# [Entries provided]
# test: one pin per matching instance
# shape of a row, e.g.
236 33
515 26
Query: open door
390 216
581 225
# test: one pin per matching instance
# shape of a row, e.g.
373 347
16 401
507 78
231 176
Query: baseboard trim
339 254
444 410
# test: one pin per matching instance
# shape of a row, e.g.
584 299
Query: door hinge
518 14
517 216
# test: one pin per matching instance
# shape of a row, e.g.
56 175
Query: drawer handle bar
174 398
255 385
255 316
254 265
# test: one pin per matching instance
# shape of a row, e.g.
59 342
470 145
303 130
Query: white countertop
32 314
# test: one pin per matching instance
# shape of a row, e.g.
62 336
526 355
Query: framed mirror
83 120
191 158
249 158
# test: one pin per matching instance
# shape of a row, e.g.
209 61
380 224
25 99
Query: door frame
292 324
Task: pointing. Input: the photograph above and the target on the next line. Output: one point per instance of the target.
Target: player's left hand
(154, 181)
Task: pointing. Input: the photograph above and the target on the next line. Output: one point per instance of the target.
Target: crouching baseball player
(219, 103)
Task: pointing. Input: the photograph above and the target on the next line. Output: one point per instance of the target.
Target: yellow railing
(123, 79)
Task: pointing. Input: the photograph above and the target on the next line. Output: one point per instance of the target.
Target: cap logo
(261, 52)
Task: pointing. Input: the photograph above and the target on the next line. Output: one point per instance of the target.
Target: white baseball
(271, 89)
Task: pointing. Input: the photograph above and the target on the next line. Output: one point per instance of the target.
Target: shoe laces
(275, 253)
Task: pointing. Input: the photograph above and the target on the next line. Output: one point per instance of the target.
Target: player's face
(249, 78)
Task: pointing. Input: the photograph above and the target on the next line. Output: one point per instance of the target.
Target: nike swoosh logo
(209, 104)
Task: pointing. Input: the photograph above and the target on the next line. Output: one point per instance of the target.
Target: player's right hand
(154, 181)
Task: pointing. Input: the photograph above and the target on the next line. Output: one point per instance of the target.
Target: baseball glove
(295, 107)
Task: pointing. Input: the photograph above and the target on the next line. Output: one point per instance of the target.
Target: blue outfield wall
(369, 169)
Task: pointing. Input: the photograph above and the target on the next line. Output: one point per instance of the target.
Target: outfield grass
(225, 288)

# [Exercise description]
What is needed is a word-for-word copy of all the material.

# [Written response]
# test: one pin per matching instance
# shape of a row, e.g.
236 33
515 26
Query: open door
390 216
581 225
# test: one pin per matching instance
# shape of a row, e.g.
373 347
16 401
507 78
231 176
Query: baseboard trim
339 254
444 410
# test: one pin per matching instance
# shape of a row, e.g.
584 299
Query: door hinge
518 14
517 216
# test: one pin per matching instance
# shape of a row, e.g.
56 175
Query: drawer handle bar
174 398
255 385
255 316
254 265
# test: one pin per matching instance
# shape of a row, e.g.
59 342
470 145
303 130
Query: white countertop
32 314
# test: one pin per matching instance
# shape of a row, e.g.
62 336
526 355
Query: framed mirror
83 120
191 158
249 158
# test: one pin per matching instance
# shape of a row, e.g.
209 61
380 224
25 99
Query: door frame
292 324
Task: pointing. Input: the photograph above and the target on the next line. Output: one point per instance of the target.
Target: player's left hand
(154, 181)
Task: pointing. Input: the photograph above and the target on the next line. Output: one point per instance of the target.
Target: crouching baseball player
(219, 103)
Task: pointing. Input: the photograph above and the target on the next line. Output: one point per instance of the target.
Target: yellow railing
(123, 79)
Task: pointing. Input: the photograph above and the target on the next line. Output: one point per instance of the target.
Target: cap logo
(261, 52)
Task: pointing. Input: the photograph above and the target on the next line. Output: one point per instance of the target.
Target: white baseball
(271, 89)
Task: pointing. Input: the photograph above and the target on the next line. Output: one point per instance of the target.
Target: shoe laces
(275, 253)
Task: pointing. Input: the photograph above and the target on the next line. Output: one point per instance of the target.
Target: player's face
(249, 78)
Task: pointing. Input: the photograph above and the target on the next line. Output: one point per instance of the target.
Target: nike swoosh logo
(209, 104)
Task: pointing. Input: the photograph above and the target on the next line. Output: one point per instance of the target.
Target: player's right hand
(154, 181)
Task: pointing. Input: the photograph above and the target on the next line. Output: one point per instance of the target.
Target: baseball glove
(295, 107)
Task: pointing. Input: the photograph above and the target on the next line. Output: one point per instance of the target.
Target: blue outfield wall
(369, 169)
Task: pointing. Input: the photograph above and the target on the next line. Output: one point per instance of the target.
Target: outfield grass
(225, 288)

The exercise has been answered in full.